[[ Provided records open ]]
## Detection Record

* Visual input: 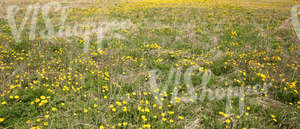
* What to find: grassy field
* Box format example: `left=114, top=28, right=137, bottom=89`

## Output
left=0, top=0, right=299, bottom=128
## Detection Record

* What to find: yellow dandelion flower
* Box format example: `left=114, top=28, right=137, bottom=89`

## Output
left=141, top=115, right=147, bottom=121
left=40, top=96, right=46, bottom=100
left=246, top=106, right=251, bottom=110
left=1, top=101, right=7, bottom=105
left=271, top=114, right=276, bottom=118
left=143, top=124, right=151, bottom=129
left=14, top=95, right=19, bottom=99
left=0, top=118, right=5, bottom=123
left=51, top=107, right=58, bottom=111
left=225, top=119, right=230, bottom=124
left=117, top=123, right=122, bottom=127
left=245, top=112, right=249, bottom=116
left=116, top=101, right=122, bottom=106
left=178, top=116, right=184, bottom=120
left=99, top=125, right=104, bottom=129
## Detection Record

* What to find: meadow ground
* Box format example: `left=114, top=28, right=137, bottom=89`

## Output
left=0, top=0, right=299, bottom=128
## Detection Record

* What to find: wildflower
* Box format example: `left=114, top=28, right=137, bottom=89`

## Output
left=145, top=108, right=150, bottom=112
left=246, top=106, right=251, bottom=110
left=123, top=122, right=127, bottom=126
left=35, top=98, right=40, bottom=103
left=288, top=81, right=297, bottom=88
left=271, top=114, right=276, bottom=118
left=94, top=104, right=98, bottom=108
left=143, top=124, right=151, bottom=129
left=219, top=112, right=228, bottom=117
left=26, top=120, right=31, bottom=124
left=109, top=105, right=114, bottom=108
left=44, top=122, right=48, bottom=126
left=245, top=112, right=249, bottom=116
left=153, top=104, right=157, bottom=108
left=225, top=119, right=230, bottom=124
left=123, top=107, right=127, bottom=112
left=116, top=101, right=122, bottom=106
left=0, top=118, right=4, bottom=122
left=168, top=111, right=174, bottom=115
left=84, top=109, right=88, bottom=113
left=178, top=116, right=184, bottom=120
left=117, top=123, right=122, bottom=127
left=40, top=96, right=46, bottom=100
left=14, top=95, right=19, bottom=99
left=141, top=115, right=147, bottom=121
left=169, top=119, right=174, bottom=123
left=132, top=92, right=136, bottom=96
left=1, top=101, right=7, bottom=105
left=51, top=107, right=58, bottom=111
left=99, top=125, right=104, bottom=129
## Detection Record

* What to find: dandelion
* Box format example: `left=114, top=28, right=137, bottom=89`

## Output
left=178, top=116, right=184, bottom=120
left=271, top=114, right=276, bottom=118
left=1, top=101, right=7, bottom=105
left=143, top=124, right=151, bottom=129
left=40, top=96, right=46, bottom=100
left=14, top=95, right=19, bottom=99
left=141, top=115, right=147, bottom=121
left=0, top=118, right=5, bottom=123
left=245, top=112, right=249, bottom=116
left=94, top=104, right=98, bottom=108
left=99, top=125, right=104, bottom=129
left=169, top=119, right=174, bottom=123
left=246, top=106, right=251, bottom=110
left=116, top=101, right=122, bottom=106
left=117, top=123, right=122, bottom=127
left=84, top=109, right=88, bottom=113
left=225, top=119, right=230, bottom=124
left=123, top=107, right=127, bottom=112
left=51, top=107, right=58, bottom=111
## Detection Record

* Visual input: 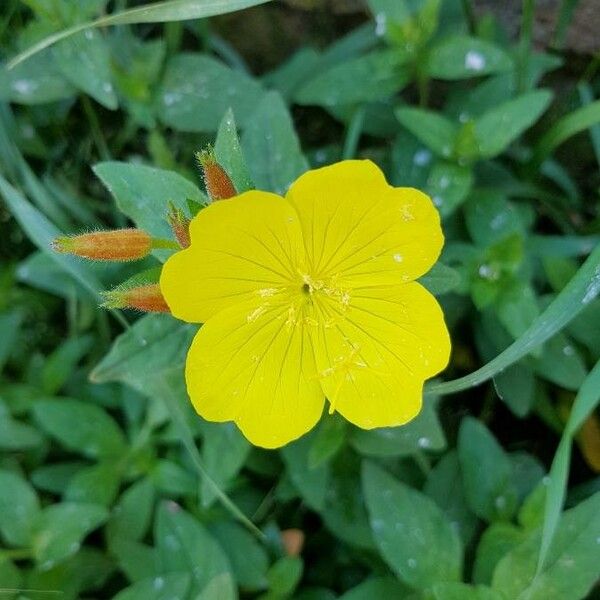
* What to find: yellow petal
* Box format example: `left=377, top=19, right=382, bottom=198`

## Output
left=285, top=160, right=443, bottom=287
left=185, top=294, right=324, bottom=448
left=160, top=191, right=304, bottom=323
left=309, top=282, right=450, bottom=429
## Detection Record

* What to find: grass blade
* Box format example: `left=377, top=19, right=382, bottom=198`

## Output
left=7, top=0, right=272, bottom=69
left=427, top=243, right=600, bottom=395
left=537, top=360, right=600, bottom=572
left=532, top=99, right=600, bottom=167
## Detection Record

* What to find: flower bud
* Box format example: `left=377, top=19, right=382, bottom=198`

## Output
left=196, top=147, right=237, bottom=201
left=166, top=202, right=191, bottom=248
left=52, top=229, right=152, bottom=261
left=101, top=284, right=170, bottom=313
left=281, top=529, right=304, bottom=557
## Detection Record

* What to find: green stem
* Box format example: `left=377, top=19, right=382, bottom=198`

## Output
left=151, top=238, right=180, bottom=250
left=81, top=96, right=111, bottom=161
left=517, top=0, right=535, bottom=93
left=342, top=106, right=366, bottom=160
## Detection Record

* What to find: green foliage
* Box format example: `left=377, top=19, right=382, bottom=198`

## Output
left=0, top=0, right=599, bottom=597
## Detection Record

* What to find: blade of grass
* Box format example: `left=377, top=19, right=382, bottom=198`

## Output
left=577, top=83, right=600, bottom=166
left=531, top=99, right=600, bottom=167
left=342, top=105, right=366, bottom=160
left=6, top=0, right=272, bottom=69
left=155, top=373, right=265, bottom=539
left=552, top=0, right=580, bottom=47
left=537, top=360, right=600, bottom=572
left=427, top=243, right=600, bottom=395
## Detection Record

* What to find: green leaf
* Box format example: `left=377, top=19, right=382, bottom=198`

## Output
left=109, top=537, right=157, bottom=583
left=64, top=462, right=121, bottom=506
left=493, top=361, right=536, bottom=417
left=267, top=556, right=303, bottom=597
left=475, top=90, right=552, bottom=158
left=93, top=162, right=206, bottom=260
left=427, top=243, right=600, bottom=395
left=201, top=422, right=250, bottom=507
left=214, top=108, right=254, bottom=193
left=426, top=35, right=512, bottom=80
left=496, top=281, right=540, bottom=340
left=7, top=0, right=275, bottom=69
left=282, top=430, right=330, bottom=511
left=0, top=52, right=75, bottom=104
left=419, top=262, right=462, bottom=296
left=0, top=400, right=44, bottom=450
left=464, top=191, right=524, bottom=247
left=53, top=30, right=117, bottom=109
left=31, top=462, right=86, bottom=494
left=492, top=491, right=600, bottom=600
left=242, top=90, right=309, bottom=195
left=458, top=417, right=518, bottom=521
left=33, top=502, right=108, bottom=570
left=90, top=314, right=195, bottom=395
left=296, top=50, right=409, bottom=107
left=158, top=53, right=266, bottom=132
left=155, top=502, right=234, bottom=598
left=395, top=107, right=457, bottom=158
left=473, top=523, right=526, bottom=584
left=150, top=460, right=196, bottom=496
left=210, top=521, right=269, bottom=591
left=350, top=397, right=446, bottom=457
left=428, top=582, right=505, bottom=600
left=362, top=462, right=462, bottom=589
left=532, top=333, right=587, bottom=391
left=113, top=573, right=192, bottom=600
left=41, top=335, right=94, bottom=394
left=0, top=469, right=40, bottom=546
left=425, top=162, right=473, bottom=218
left=338, top=577, right=413, bottom=599
left=107, top=478, right=155, bottom=543
left=32, top=398, right=126, bottom=459
left=424, top=451, right=478, bottom=545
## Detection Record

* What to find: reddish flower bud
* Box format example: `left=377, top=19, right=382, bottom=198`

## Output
left=101, top=284, right=170, bottom=313
left=281, top=529, right=305, bottom=557
left=166, top=202, right=191, bottom=248
left=196, top=147, right=237, bottom=201
left=52, top=229, right=152, bottom=261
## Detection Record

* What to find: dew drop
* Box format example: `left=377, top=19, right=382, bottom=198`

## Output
left=393, top=253, right=403, bottom=263
left=464, top=50, right=486, bottom=71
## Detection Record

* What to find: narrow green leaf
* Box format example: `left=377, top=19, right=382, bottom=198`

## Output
left=492, top=491, right=600, bottom=600
left=214, top=108, right=254, bottom=193
left=537, top=360, right=600, bottom=572
left=428, top=243, right=600, bottom=395
left=7, top=0, right=274, bottom=69
left=532, top=99, right=600, bottom=166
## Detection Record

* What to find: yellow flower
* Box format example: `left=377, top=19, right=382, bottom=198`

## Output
left=160, top=160, right=450, bottom=448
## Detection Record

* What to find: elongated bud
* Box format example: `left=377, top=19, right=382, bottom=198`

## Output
left=101, top=284, right=170, bottom=313
left=195, top=147, right=237, bottom=201
left=52, top=229, right=152, bottom=261
left=167, top=202, right=191, bottom=248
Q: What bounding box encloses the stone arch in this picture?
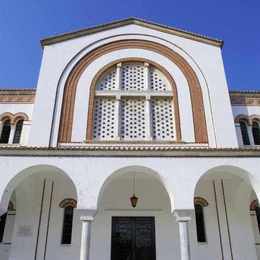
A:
[97,165,174,213]
[86,58,181,141]
[0,164,78,215]
[58,39,208,144]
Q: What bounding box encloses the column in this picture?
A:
[235,123,243,146]
[247,124,255,145]
[8,124,16,144]
[80,215,94,260]
[174,210,193,260]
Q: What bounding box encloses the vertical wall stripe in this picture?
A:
[43,181,54,260]
[213,180,224,260]
[221,179,234,260]
[34,179,46,260]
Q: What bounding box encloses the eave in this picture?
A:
[41,17,223,48]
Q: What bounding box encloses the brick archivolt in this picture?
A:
[58,39,208,144]
[0,112,29,124]
[235,114,260,125]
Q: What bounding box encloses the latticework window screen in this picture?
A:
[92,62,176,141]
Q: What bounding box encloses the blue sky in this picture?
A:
[0,0,259,90]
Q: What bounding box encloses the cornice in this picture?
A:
[0,144,259,157]
[0,89,36,104]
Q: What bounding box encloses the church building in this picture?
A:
[0,18,260,260]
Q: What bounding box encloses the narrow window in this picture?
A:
[195,204,207,242]
[13,120,24,144]
[61,206,74,244]
[0,213,7,243]
[0,120,11,144]
[255,207,260,232]
[240,120,250,145]
[252,121,260,145]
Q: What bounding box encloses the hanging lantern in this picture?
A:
[130,194,139,208]
[130,174,139,208]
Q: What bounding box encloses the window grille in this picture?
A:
[92,62,176,141]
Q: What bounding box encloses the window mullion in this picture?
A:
[8,124,16,144]
[144,63,152,140]
[114,63,122,140]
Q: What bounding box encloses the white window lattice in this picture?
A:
[151,98,175,140]
[121,63,146,91]
[121,98,146,140]
[93,97,116,140]
[96,68,117,91]
[92,62,177,141]
[149,67,172,92]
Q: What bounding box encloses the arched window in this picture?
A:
[252,121,260,145]
[13,119,24,144]
[239,120,250,145]
[92,61,178,142]
[59,199,76,245]
[194,197,208,243]
[0,120,11,144]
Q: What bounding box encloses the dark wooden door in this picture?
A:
[111,217,156,260]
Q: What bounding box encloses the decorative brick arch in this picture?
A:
[58,39,208,143]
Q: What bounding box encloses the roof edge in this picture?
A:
[41,17,224,48]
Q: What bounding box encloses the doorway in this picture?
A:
[111,217,156,260]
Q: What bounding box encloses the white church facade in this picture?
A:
[0,18,260,260]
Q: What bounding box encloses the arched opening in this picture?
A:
[0,120,11,144]
[58,39,208,144]
[13,119,24,144]
[239,119,250,145]
[252,121,260,145]
[91,166,178,260]
[193,166,259,260]
[0,165,79,260]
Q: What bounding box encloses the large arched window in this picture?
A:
[239,120,250,145]
[194,197,208,243]
[59,198,77,245]
[13,119,24,144]
[92,61,179,142]
[0,120,11,144]
[252,121,260,145]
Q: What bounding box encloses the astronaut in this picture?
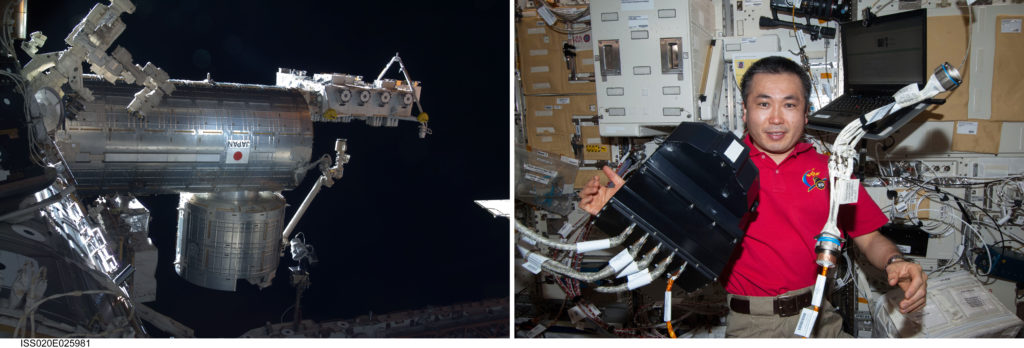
[[ Provided records closed ]]
* Your goal: Would you please return all lines of the data that include the word "arched"?

* Written solution:
Q: What bounding box encloses the arched window in this picture?
Q: What bounding box encloses the arched opening in this picture?
Q: What bounding box encloses the large arched window in this picture?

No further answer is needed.